Entries:

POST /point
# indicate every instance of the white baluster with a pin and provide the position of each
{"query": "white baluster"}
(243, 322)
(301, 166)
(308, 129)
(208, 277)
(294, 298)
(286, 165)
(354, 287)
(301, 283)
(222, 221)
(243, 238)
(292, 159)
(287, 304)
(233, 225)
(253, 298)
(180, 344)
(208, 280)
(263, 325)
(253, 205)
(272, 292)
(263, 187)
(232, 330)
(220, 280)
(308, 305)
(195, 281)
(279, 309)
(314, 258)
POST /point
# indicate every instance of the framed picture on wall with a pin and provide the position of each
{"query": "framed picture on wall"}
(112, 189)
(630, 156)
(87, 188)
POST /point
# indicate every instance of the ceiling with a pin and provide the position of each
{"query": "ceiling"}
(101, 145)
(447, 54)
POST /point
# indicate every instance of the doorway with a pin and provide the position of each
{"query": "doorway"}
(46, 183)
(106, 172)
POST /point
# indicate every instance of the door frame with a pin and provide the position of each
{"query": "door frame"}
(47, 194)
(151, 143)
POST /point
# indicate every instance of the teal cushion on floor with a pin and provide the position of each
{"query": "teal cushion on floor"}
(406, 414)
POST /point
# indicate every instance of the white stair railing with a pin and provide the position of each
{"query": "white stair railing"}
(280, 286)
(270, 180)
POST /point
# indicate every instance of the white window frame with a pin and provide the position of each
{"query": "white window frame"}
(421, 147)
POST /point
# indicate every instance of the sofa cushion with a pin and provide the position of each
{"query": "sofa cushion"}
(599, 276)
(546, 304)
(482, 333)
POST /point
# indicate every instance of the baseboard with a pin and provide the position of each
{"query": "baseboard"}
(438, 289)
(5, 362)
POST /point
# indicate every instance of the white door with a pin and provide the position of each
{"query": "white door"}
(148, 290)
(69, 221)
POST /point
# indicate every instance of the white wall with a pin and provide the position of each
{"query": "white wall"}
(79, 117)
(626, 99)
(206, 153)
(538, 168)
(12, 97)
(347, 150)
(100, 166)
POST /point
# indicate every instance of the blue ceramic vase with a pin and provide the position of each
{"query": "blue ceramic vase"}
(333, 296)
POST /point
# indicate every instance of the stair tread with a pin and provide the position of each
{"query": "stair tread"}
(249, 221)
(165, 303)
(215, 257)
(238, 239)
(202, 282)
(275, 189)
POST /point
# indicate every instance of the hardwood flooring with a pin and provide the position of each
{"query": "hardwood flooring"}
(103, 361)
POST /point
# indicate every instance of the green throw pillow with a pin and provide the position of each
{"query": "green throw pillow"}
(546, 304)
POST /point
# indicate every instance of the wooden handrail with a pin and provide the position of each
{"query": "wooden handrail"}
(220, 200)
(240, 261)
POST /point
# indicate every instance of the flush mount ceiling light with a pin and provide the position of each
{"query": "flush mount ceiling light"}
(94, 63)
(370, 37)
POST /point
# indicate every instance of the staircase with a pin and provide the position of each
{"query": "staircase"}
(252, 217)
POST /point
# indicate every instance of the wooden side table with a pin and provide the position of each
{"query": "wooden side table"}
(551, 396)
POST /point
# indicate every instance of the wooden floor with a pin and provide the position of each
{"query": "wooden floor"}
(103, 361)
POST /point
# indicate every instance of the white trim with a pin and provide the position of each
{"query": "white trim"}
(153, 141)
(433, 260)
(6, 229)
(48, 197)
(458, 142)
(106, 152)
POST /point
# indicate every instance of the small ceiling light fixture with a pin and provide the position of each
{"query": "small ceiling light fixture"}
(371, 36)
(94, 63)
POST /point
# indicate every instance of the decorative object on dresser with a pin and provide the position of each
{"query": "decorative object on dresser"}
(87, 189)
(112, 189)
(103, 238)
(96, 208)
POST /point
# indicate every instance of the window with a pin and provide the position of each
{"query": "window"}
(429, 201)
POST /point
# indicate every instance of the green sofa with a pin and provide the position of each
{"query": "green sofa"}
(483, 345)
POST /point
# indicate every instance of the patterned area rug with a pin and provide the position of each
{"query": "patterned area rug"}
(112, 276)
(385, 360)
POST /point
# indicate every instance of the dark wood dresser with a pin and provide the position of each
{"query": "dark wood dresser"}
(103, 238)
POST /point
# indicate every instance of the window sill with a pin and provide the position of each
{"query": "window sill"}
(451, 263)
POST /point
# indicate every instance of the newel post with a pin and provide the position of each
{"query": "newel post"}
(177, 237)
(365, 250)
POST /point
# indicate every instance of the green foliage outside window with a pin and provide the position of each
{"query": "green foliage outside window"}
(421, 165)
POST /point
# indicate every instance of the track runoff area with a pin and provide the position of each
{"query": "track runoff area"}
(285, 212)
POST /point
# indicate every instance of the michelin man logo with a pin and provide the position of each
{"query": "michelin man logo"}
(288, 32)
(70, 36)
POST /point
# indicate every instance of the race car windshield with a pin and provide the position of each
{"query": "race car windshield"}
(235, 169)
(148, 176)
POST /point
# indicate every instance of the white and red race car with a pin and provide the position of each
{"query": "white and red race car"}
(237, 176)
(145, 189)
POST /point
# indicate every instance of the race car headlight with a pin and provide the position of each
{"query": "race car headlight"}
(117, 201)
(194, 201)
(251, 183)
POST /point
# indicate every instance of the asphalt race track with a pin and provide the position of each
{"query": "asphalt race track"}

Objective: Repeat the records above exactly, leaving none out.

Reply:
POST /point
# indicate every instance of the white baluster with a pin and provide the position of each
{"query": "white baluster"}
(243, 322)
(301, 166)
(308, 129)
(208, 277)
(294, 298)
(286, 165)
(354, 287)
(301, 283)
(222, 221)
(243, 238)
(292, 159)
(287, 304)
(233, 225)
(253, 298)
(180, 344)
(208, 280)
(263, 325)
(253, 205)
(272, 292)
(263, 187)
(232, 330)
(220, 280)
(308, 305)
(195, 281)
(279, 309)
(314, 258)
POST /point
# indicate every instance of the framed picture on wall with a pin and provide the position of each
{"query": "framed picture on wall"}
(112, 189)
(630, 156)
(87, 188)
POST /point
# indicate every instance of the ceiling with a pin and provide the position of each
{"query": "ceiling"}
(101, 145)
(447, 54)
POST /point
# indicate every instance of the doorway with a pin and provide the position of each
{"query": "doorway"}
(46, 183)
(106, 172)
POST /point
# indicate every instance of the door frame with a pin and provide the position of each
{"query": "door frame"}
(47, 194)
(151, 143)
POST /point
# indicate every instance of the teal cushion on floor with a pin and provide the position of each
{"query": "teal cushion on floor"}
(406, 414)
POST /point
# indicate every instance of the white stair railing with a pin and provide the position of each
{"query": "white stair railing"}
(280, 286)
(270, 180)
POST /point
# indicate every instance of the white window frame with a pin and provide the position of each
{"query": "white window frame"}
(421, 147)
POST /point
# indicate every instance of the sofa cushion with a pin and provide the position of each
{"query": "sofa cushion"}
(599, 276)
(546, 304)
(482, 333)
POST /point
# indicate every instance of the baseboard with a pin and provide the position of each
{"query": "baseboard"}
(438, 289)
(5, 362)
POST /point
# indicate every instance of the white door with a pin and provide the position of each
{"query": "white door"}
(148, 290)
(69, 221)
POST /point
# indicate every instance of the white wall with a pin and provide the position of each
{"query": "white wall"}
(79, 117)
(626, 99)
(206, 153)
(538, 168)
(12, 97)
(347, 150)
(100, 166)
POST /point
# indicate every instance of the blue ceramic vase with a pin and provide the position of each
{"query": "blue ceramic vase"}
(333, 296)
POST /point
# indicate every instance of the stair tread with a pin and provide the position of each
{"query": "stair tread"}
(249, 221)
(165, 303)
(215, 257)
(238, 239)
(202, 282)
(275, 189)
POST /point
# indicate every instance of the hardwood flooring with a pin and provide the position of each
{"query": "hardwood flooring"}
(103, 361)
POST /point
# indicate every instance of the green throw pillow with a pin and provide the position of each
{"query": "green throw pillow"}
(546, 304)
POST /point
# indicate every instance of the wooden handrail with a pin and provide the position of each
{"query": "wooden handrail"}
(220, 200)
(240, 261)
POST /point
# indicate every instance of the flush mount ceiling light with a pin and provide the position of each
{"query": "flush mount ceiling light"}
(94, 63)
(370, 37)
POST /point
# indicate every instance of the staircase with a pin and provide the position of each
{"query": "staircase"}
(252, 217)
POST /point
# indicate every instance of the wooden side table with a pin and provide the position of each
{"query": "wooden side table"}
(551, 396)
POST /point
# indicate every instance of the wooden floor with a pin and provide the position of each
{"query": "wooden floor"}
(103, 361)
POST /point
# indicate every instance of the white trim with a pin and provide the position of each
{"query": "white trim"}
(153, 141)
(433, 260)
(6, 229)
(48, 197)
(458, 142)
(106, 152)
POST /point
# indicate every instance of the small ceiling light fixture with a pin and provide the position of each
{"query": "small ceiling light fixture"}
(371, 36)
(94, 63)
POST /point
# indicate every instance of the decorative object on dresser with a pin and provide the position of each
{"query": "decorative object on dresser"}
(87, 189)
(112, 189)
(103, 238)
(96, 208)
POST /point
# indicate every instance of the window with a pin and provide the position of each
{"query": "window"}
(429, 201)
POST /point
# indicate every instance of the green sofa with a pin and provide the position of each
{"query": "green sofa"}
(483, 345)
POST /point
# indicate every instance of the patterned area rug with a pin and provide the position of each
{"query": "patterned area rug"}
(112, 276)
(385, 360)
POST /point
# indicate every instance of the dark wood dresser with a pin and provide the position of each
{"query": "dark wood dresser"}
(103, 238)
POST /point
# indicate every instance of the window sill with a pin and provide the position of each
{"query": "window sill"}
(451, 263)
POST /point
# indicate every instance of the newel post with a pin and provide the position of each
{"query": "newel post"}
(177, 237)
(365, 250)
POST /point
# indicate every instance of the green foliage outside window with a pin and provide the position of each
{"query": "green foliage outside window"}
(421, 165)
POST /point
# indicate every instance of the track runoff area with a pin and provide the position of each
{"query": "track runoff area"}
(285, 212)
POST /point
# indicate every instance of the michelin man logo with a pin and provide the position of each
{"query": "michelin man logo"}
(288, 32)
(70, 36)
POST /point
# indicate every instance of the race car windshield with a pin and provide the position of each
{"query": "race car windshield"}
(235, 169)
(148, 176)
POST /point
# indicate every instance of the white and red race car with a pin and provide the position of each
{"query": "white and red race car"}
(237, 176)
(145, 189)
POST /point
# indicate every instance of the race car headlight with a pin and provide the position of each
{"query": "race car headlight"}
(117, 201)
(194, 201)
(251, 183)
POST /point
# indicate every instance of the asphalt race track with a pin and provide the position of each
{"query": "asphalt race track"}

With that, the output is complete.